> **READING TEXT**

Rafting the Chilko River, British Columbia

It was 1997 when I first met Brian McCutcheon, owner of Rivers, Oceans, and Mountains, or simply ROAM. I had been hired by Men’s Journal magazine to write about the first descent of the Klinaklini River in British Columbia. It was a spectacular journey down a rip-roaring river dwarfed by snowcapped peaks and glaciers. I was accompanying Johnny Morris, the owner of Bass Pro Shops, who came to the Northwest with his entourage to hook salmon on the fly. The fish weren’t biting but the scenery and excitement of riding the Klinaklini more than made up for the lack of salmon.

> **DIRECTIVES**
**a)** In the records, from the start through the line containing "x=507 y=156", inclusive, rename "green leaf" to "green foliage" and leave every other part of those lines unchanged.
**b)** Carry the piece on rafting the Chilko River forward from where it stops.
The text and the records have no connection to each other.

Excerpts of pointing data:
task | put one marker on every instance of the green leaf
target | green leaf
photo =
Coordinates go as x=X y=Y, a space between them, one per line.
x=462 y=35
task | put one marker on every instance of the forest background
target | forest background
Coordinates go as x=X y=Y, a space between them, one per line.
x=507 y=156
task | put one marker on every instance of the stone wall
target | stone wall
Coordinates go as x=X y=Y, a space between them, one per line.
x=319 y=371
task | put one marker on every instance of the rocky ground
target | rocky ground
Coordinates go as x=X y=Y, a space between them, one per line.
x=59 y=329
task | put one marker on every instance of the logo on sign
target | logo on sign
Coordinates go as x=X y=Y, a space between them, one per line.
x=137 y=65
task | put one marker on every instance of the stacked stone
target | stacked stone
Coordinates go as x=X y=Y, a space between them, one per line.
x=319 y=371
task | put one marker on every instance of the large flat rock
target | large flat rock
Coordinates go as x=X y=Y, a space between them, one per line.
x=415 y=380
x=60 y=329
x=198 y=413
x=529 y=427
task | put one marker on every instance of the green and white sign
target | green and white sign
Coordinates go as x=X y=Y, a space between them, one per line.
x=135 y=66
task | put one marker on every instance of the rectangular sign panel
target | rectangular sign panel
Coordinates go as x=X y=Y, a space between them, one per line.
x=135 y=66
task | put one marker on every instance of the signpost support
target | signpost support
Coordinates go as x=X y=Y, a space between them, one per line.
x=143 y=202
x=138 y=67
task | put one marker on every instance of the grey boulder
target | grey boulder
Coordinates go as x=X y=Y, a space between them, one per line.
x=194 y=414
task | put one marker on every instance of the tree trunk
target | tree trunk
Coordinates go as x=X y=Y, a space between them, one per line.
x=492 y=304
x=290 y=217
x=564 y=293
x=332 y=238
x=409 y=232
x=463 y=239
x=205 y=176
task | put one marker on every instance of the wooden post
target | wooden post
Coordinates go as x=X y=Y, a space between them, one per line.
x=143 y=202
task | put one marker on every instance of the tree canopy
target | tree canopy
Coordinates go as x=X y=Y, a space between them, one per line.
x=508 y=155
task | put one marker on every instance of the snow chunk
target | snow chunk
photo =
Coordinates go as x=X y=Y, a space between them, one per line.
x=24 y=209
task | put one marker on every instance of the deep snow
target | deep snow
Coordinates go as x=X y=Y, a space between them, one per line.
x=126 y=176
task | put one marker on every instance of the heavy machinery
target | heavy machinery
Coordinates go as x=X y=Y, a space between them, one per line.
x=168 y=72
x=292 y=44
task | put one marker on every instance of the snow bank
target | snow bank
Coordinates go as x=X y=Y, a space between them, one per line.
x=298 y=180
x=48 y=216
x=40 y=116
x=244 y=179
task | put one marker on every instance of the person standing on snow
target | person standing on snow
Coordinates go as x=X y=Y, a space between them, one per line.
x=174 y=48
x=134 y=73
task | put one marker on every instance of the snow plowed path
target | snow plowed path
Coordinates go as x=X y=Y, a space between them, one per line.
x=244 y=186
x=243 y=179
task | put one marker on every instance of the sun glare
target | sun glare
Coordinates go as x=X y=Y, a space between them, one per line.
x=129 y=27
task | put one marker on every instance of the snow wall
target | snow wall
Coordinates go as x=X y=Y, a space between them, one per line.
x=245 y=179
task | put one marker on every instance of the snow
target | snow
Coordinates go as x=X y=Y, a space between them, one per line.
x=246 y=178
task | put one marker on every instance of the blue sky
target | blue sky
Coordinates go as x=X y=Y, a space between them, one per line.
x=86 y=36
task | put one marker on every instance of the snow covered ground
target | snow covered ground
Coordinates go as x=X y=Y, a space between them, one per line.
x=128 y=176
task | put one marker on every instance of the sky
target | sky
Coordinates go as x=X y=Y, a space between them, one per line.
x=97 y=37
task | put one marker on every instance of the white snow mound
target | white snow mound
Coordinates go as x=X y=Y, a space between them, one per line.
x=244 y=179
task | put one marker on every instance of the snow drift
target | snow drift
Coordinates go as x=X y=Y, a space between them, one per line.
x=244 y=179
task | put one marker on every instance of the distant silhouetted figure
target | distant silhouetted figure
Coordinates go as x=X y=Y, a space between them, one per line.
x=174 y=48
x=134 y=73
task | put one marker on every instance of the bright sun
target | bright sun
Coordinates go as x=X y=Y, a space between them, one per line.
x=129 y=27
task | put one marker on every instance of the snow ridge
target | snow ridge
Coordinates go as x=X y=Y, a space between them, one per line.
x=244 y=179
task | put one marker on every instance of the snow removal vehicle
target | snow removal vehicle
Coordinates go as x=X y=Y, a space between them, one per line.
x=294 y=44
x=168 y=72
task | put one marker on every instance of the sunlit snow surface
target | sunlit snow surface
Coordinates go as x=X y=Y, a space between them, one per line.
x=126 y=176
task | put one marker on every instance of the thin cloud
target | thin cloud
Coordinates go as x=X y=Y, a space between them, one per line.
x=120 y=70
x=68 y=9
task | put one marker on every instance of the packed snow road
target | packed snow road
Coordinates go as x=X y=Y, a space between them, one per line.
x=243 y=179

> **EXPECTED ANSWERS**
**a)**
task | put one marker on every instance of the green foliage
target | green foliage
photo =
Coordinates go as x=X y=Y, a space between them, one per line.
x=462 y=35
task | put one marker on every instance of the forest background
target | forest background
Coordinates go as x=X y=Y, a space between them, one per line.
x=507 y=156

**b)**
McCutcheon now offers multisport trips around the globe, including his latest and greatest, the lakes district of Argentina. But it’s his native BC that he knows best. For starters, try one of the most exciting whitewater rafting runs in North America, a weeklong jaunt down the Chilko River in southwestern BC. Take an hour seaplane flight from Vancouver to 4,000-foot high Chilko Lake where a new $10 million lodge was recently unveiled.  Then let the rollercoaster ride begin. You’ll cruise 130 miles, dropping 3,000 feet through a tumultuous blur of lava gorges and narrow chutes. Looming overhead are sloping carpets of forest and jagged peaks. And, on those rare moments when you slow down, you might find yourself staring at an eagle or grizzly. BC also stands for serious Bear Country, home to 12,000-plus grizzlies.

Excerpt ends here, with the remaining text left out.